(Saved entries)
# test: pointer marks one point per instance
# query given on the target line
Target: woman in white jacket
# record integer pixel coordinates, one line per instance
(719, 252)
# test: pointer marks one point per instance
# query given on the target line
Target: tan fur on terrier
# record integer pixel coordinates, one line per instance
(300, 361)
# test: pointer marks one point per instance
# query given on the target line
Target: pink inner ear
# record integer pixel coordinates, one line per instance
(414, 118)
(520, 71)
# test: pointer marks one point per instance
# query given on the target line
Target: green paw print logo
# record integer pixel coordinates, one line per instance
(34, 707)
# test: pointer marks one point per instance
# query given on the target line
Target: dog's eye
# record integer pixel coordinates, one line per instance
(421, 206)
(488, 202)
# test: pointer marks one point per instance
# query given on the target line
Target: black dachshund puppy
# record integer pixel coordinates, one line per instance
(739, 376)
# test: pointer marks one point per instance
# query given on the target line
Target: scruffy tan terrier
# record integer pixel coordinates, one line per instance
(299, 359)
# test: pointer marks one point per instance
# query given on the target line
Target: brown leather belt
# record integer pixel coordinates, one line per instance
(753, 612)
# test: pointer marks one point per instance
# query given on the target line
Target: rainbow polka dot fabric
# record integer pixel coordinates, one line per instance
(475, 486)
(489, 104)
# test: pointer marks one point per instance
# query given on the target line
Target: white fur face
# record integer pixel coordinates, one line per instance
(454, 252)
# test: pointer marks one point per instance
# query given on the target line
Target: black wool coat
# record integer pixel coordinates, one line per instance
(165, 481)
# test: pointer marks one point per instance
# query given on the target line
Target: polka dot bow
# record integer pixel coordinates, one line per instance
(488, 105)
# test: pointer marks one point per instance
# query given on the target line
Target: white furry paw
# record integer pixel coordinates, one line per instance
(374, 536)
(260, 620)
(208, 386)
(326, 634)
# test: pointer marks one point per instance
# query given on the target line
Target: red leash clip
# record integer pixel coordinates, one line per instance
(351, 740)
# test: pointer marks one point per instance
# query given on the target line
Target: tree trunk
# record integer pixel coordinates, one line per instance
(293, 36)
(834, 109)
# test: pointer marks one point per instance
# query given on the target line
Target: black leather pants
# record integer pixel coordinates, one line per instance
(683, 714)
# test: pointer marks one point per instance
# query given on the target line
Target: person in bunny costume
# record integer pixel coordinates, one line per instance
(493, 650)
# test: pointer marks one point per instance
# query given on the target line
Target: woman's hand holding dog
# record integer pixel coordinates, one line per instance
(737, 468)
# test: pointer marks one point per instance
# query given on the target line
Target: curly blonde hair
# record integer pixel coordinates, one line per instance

* * *

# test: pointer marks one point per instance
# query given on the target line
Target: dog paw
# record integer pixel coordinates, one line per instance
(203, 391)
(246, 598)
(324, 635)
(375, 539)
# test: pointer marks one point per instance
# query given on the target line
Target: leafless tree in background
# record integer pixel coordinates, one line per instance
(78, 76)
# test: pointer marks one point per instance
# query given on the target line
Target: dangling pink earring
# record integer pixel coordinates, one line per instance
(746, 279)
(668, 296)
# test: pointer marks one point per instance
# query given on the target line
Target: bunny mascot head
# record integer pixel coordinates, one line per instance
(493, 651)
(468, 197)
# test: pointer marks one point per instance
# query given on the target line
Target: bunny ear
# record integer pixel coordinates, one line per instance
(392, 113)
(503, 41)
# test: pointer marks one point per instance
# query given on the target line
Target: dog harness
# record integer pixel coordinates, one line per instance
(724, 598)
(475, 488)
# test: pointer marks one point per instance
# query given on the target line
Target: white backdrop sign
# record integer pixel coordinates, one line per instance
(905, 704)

WORK TO BE COMPLETED :: Filter the records for the word "leather" and show every line that has it.

SOLUTION ::
Target: brown leather belt
Target: black leather pants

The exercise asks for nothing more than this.